▸ EXCERPTED TEXT
- - - - -
What do Stuttering Therapy, Shinichi Suzuki, and Classical Violin Have in Common?

Updated: Feb 23, 2021

"Tomorrow's battle is won during today's practice." – Japanese Proverbs

There is an interesting dialogue that has been happening among speech therapists for a while. It goes like this—the critical path to functional fluency is:

A) Learning and practicing fluency strategies

B) Addressing the underlying emotional factors associated with stuttering

In my experience these are both critical, like yin and yang, or two sides of the same coin.

Today, we will focus on one of half of this equation. Let’s talk about practice.

“Practice” was a dirty word to me when I was a kid. It was one more chore I would try to avoid, like finishing my math homework, cleaning my room, walking the dog, or doing the dishes.

Each day after school I was expected to practice my violin for an hour. My mother would set the oven timer and I would play through scales or études, running back and forth periodically to that intrepid timer to see how much longer I had left to play.
- - - - -
In the piece on stuttering therapy and violin practice, how long was the writer expected to practice the violin each day after school?

▸ Source data
- - - - -
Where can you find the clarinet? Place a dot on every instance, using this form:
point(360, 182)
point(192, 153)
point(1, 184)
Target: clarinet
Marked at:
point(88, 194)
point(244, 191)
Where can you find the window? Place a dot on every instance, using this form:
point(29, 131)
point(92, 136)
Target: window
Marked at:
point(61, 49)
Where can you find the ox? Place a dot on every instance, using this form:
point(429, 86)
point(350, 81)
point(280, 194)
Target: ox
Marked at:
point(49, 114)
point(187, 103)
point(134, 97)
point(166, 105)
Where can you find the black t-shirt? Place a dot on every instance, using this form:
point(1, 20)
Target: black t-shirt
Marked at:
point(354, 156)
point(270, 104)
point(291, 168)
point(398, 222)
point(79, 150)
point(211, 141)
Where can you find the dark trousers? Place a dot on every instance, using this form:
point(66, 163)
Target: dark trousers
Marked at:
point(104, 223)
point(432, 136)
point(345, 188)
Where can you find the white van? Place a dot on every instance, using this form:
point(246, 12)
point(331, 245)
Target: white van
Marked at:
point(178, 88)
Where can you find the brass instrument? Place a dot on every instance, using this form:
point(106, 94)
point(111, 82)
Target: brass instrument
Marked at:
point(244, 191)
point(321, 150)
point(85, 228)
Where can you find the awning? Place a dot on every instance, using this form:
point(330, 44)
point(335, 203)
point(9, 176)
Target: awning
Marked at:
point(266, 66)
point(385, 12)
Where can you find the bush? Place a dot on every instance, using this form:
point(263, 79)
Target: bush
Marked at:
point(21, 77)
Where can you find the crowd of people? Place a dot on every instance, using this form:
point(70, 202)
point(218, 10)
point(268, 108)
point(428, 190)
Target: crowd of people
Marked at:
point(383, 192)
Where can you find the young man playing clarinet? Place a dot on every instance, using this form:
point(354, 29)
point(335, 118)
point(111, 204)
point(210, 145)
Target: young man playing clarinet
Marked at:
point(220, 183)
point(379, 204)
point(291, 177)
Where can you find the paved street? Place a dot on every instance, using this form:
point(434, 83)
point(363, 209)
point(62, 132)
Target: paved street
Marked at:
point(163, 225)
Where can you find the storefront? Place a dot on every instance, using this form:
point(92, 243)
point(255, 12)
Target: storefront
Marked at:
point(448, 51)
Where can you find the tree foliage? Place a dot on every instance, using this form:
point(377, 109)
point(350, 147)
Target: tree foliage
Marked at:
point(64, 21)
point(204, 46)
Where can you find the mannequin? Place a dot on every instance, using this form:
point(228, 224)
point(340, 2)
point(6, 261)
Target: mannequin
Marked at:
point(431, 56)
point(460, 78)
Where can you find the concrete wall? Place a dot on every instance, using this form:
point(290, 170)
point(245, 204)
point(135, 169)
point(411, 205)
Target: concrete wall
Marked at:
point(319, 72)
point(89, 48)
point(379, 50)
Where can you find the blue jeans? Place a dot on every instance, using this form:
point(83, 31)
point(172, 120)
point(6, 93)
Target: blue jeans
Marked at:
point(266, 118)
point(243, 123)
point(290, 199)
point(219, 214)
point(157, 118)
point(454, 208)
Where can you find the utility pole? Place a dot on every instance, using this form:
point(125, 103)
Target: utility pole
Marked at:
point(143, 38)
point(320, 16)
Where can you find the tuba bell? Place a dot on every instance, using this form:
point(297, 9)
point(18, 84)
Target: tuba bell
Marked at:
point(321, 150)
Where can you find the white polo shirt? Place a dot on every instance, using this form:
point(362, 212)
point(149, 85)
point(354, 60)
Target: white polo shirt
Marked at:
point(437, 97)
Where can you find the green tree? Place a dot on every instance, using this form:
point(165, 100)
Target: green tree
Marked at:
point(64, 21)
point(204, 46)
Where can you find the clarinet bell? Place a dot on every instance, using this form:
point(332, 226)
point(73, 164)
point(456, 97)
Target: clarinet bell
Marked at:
- - - - -
▸ ANSWER BOX
An hour.